Assigned task — Whenever a line in the listing below holds the string "elderly", include it in the count. Say how many such lines there are and nothing more.

☆ ☆ ☆ ☆ ☆ ☆ ☆

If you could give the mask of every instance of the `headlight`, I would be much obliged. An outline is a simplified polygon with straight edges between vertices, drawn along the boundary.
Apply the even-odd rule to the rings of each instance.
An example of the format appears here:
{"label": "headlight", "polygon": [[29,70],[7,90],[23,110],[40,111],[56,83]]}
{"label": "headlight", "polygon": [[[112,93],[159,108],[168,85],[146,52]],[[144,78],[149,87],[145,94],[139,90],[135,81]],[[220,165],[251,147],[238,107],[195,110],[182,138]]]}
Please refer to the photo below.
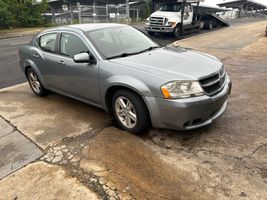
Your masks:
{"label": "headlight", "polygon": [[204,95],[198,81],[172,81],[161,86],[166,99],[181,99]]}
{"label": "headlight", "polygon": [[171,27],[174,27],[176,25],[176,22],[168,22],[167,25],[171,26]]}

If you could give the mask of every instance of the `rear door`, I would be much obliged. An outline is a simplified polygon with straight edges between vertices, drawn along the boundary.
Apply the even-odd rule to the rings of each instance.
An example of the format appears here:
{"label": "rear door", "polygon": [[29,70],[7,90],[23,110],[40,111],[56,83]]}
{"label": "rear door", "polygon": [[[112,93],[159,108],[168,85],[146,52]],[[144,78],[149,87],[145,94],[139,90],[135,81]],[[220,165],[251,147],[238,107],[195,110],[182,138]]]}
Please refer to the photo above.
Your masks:
{"label": "rear door", "polygon": [[32,60],[41,73],[41,79],[46,85],[51,79],[50,68],[55,67],[57,59],[57,39],[59,34],[56,32],[45,33],[36,40],[36,46],[32,48]]}

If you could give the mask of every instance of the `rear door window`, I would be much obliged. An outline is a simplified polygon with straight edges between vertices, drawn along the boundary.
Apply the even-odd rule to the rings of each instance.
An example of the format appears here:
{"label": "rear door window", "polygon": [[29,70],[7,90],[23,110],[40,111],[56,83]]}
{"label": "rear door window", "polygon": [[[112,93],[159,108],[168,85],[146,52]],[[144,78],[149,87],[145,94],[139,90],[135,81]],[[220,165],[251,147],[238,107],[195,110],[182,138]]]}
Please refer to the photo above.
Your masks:
{"label": "rear door window", "polygon": [[39,46],[44,51],[55,53],[56,41],[57,41],[57,34],[49,33],[40,37]]}

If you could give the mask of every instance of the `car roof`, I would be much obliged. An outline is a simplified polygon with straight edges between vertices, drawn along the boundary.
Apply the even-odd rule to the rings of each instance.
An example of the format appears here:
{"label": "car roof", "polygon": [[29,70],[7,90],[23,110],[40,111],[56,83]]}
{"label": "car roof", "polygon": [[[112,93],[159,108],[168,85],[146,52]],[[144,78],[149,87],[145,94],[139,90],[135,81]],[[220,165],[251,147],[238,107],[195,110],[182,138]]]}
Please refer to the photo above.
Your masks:
{"label": "car roof", "polygon": [[91,24],[74,24],[74,25],[68,25],[67,27],[76,28],[76,29],[80,29],[81,31],[87,32],[87,31],[94,31],[98,29],[122,27],[122,26],[127,26],[127,25],[116,24],[116,23],[91,23]]}
{"label": "car roof", "polygon": [[52,28],[49,30],[44,31],[45,32],[50,32],[50,31],[62,31],[62,30],[72,30],[72,31],[94,31],[94,30],[99,30],[99,29],[105,29],[105,28],[112,28],[112,27],[124,27],[127,25],[124,24],[116,24],[116,23],[91,23],[91,24],[72,24],[72,25],[67,25],[67,26],[60,26],[57,28]]}

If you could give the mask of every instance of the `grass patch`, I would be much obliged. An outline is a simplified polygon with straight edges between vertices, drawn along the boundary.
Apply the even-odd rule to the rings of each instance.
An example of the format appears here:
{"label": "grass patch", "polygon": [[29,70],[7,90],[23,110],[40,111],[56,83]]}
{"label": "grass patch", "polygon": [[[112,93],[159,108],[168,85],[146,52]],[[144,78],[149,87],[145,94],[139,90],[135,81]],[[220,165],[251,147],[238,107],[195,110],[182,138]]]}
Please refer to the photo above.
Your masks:
{"label": "grass patch", "polygon": [[13,34],[13,33],[22,33],[22,32],[38,32],[44,30],[44,27],[38,28],[14,28],[14,29],[0,29],[1,35]]}

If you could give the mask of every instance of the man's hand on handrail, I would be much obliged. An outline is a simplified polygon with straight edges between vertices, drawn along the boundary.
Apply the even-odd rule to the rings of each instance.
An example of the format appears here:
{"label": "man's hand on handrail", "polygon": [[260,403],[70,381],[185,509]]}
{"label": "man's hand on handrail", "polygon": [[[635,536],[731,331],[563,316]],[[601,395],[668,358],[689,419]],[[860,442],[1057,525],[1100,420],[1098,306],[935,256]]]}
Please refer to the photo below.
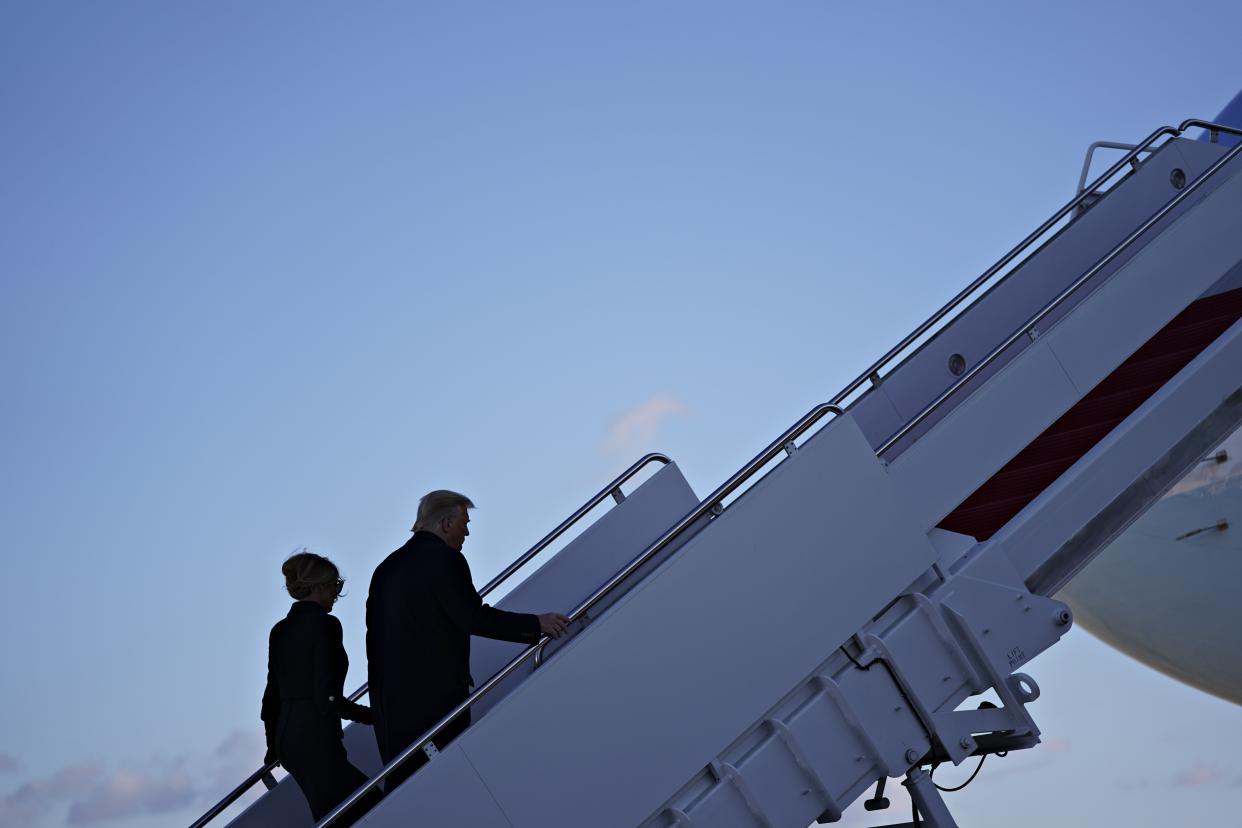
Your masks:
{"label": "man's hand on handrail", "polygon": [[545,612],[539,617],[539,632],[552,638],[560,638],[569,627],[569,619],[559,612]]}

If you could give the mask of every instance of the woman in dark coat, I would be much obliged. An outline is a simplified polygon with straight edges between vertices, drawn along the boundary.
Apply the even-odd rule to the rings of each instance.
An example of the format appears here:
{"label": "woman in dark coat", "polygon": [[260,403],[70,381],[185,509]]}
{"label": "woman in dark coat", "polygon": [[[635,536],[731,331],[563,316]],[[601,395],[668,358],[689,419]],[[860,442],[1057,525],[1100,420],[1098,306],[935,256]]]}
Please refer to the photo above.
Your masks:
{"label": "woman in dark coat", "polygon": [[[315,821],[367,781],[345,753],[341,719],[371,723],[371,710],[344,695],[349,658],[332,605],[345,582],[332,561],[299,552],[285,561],[294,604],[268,639],[263,691],[266,761],[279,760],[297,781]],[[338,825],[352,824],[374,804],[363,799]]]}

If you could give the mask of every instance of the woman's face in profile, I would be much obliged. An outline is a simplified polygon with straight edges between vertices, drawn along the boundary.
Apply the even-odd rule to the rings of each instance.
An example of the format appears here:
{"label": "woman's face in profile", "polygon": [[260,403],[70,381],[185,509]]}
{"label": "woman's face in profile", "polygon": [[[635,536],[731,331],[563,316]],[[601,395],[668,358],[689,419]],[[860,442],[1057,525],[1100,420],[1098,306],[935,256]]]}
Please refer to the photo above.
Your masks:
{"label": "woman's face in profile", "polygon": [[332,612],[332,605],[341,597],[341,590],[344,588],[345,579],[338,577],[321,587],[316,587],[315,591],[311,593],[310,599],[323,607],[325,611]]}

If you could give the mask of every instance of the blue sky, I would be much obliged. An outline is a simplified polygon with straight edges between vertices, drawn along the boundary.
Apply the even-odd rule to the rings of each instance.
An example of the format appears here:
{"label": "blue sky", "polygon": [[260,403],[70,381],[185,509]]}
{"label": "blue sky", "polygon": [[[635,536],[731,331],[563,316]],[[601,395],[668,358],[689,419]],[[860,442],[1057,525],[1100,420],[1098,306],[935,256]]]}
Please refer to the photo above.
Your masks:
{"label": "blue sky", "polygon": [[[6,824],[188,822],[249,770],[297,546],[351,578],[354,685],[426,490],[479,504],[480,583],[643,451],[710,491],[1068,199],[1090,142],[1219,111],[1240,24],[3,4]],[[1049,744],[954,795],[964,824],[1236,812],[1235,706],[1081,631],[1030,671]]]}

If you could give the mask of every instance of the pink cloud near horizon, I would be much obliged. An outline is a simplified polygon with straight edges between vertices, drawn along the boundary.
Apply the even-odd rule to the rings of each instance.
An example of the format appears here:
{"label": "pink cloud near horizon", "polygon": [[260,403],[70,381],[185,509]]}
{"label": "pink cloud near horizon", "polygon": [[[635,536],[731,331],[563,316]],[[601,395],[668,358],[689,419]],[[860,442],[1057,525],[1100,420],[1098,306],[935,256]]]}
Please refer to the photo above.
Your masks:
{"label": "pink cloud near horizon", "polygon": [[[63,813],[60,824],[89,826],[182,811],[230,790],[261,764],[263,748],[261,732],[237,729],[194,757],[157,756],[119,769],[78,762],[0,797],[0,825],[40,828]],[[0,754],[5,761],[16,770],[16,758]]]}
{"label": "pink cloud near horizon", "polygon": [[622,411],[609,423],[600,443],[604,454],[637,454],[652,449],[652,441],[669,419],[690,413],[690,407],[672,394],[657,394]]}
{"label": "pink cloud near horizon", "polygon": [[1195,765],[1173,775],[1171,782],[1175,788],[1202,788],[1224,781],[1225,775],[1216,768]]}
{"label": "pink cloud near horizon", "polygon": [[69,804],[68,822],[94,825],[138,814],[179,811],[197,795],[194,781],[182,768],[119,770],[95,779]]}
{"label": "pink cloud near horizon", "polygon": [[89,791],[101,772],[99,762],[79,762],[50,776],[26,782],[0,798],[0,825],[8,828],[36,825],[56,805]]}

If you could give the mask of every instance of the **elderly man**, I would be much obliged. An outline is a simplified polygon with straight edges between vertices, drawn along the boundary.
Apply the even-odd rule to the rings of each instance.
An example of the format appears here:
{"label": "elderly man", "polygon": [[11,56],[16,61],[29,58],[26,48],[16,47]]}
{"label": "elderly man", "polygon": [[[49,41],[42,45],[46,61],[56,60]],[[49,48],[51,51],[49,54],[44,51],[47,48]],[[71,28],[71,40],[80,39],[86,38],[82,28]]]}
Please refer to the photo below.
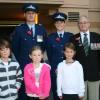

☆ ☆ ☆ ☆ ☆ ☆ ☆

Answer — 3